▸ **AIM OF THE TASK**
Find each row below that contains the string "roof", and copy every such row in full. Case counts when matching.

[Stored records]
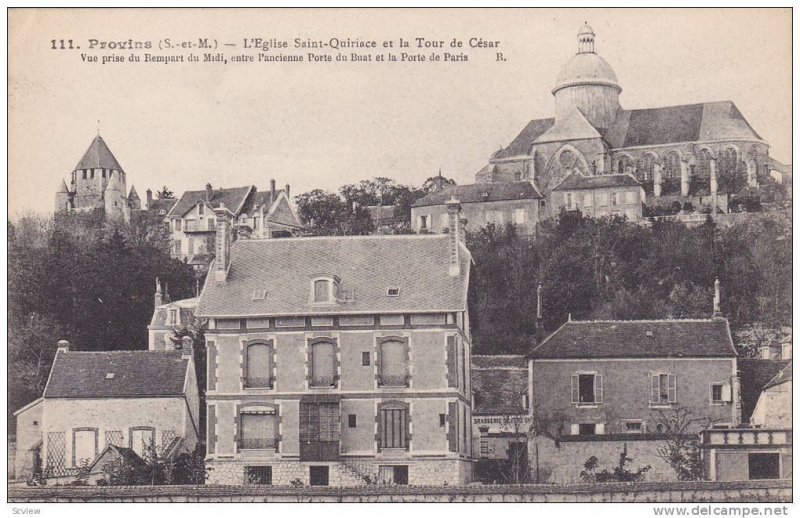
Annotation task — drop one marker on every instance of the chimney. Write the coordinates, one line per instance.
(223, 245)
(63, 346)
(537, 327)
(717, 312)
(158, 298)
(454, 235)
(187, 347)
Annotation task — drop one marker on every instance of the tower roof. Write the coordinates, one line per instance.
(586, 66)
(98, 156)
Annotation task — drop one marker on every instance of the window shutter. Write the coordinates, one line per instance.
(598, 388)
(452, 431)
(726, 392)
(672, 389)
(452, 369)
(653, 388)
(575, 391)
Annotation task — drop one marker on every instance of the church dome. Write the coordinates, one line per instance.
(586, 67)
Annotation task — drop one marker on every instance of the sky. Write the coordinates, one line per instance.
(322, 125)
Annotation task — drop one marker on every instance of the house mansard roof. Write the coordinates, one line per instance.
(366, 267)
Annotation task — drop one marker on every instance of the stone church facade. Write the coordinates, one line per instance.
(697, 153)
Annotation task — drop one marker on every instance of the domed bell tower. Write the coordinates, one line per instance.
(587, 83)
...
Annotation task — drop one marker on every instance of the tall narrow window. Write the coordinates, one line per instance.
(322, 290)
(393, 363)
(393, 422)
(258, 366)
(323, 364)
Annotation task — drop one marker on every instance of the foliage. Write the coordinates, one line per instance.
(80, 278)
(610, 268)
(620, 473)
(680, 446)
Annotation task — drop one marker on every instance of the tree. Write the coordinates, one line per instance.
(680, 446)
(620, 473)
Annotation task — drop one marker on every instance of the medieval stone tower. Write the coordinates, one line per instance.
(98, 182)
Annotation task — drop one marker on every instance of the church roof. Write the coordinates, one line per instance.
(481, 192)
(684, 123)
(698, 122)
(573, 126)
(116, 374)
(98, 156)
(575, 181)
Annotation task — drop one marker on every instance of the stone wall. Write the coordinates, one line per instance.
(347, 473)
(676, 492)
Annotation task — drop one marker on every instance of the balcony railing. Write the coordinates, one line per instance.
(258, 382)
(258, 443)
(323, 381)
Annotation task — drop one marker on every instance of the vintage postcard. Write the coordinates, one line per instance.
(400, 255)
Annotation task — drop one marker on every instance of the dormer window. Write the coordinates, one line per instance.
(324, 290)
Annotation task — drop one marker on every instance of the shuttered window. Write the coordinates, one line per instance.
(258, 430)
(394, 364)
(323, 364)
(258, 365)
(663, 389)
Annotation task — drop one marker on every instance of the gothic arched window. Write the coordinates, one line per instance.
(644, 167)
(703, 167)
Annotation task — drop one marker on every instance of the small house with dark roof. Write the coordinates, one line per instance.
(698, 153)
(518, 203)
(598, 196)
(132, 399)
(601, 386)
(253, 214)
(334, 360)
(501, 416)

▸ **FINAL RESULT**
Annotation task — drop one marker on every instance of the tower roof. Write the coordinates, one line per instance.
Annotation task — drop one marker on every instance of the house mansard roof. Write the coordinates, one line per instance.
Annotation task — drop one marker on every instance of the church roof. Write the coordinates, one line per instance.
Annotation task — drop one marker on every instance of the small house with dark roof. Write the coordinates, one line per instance.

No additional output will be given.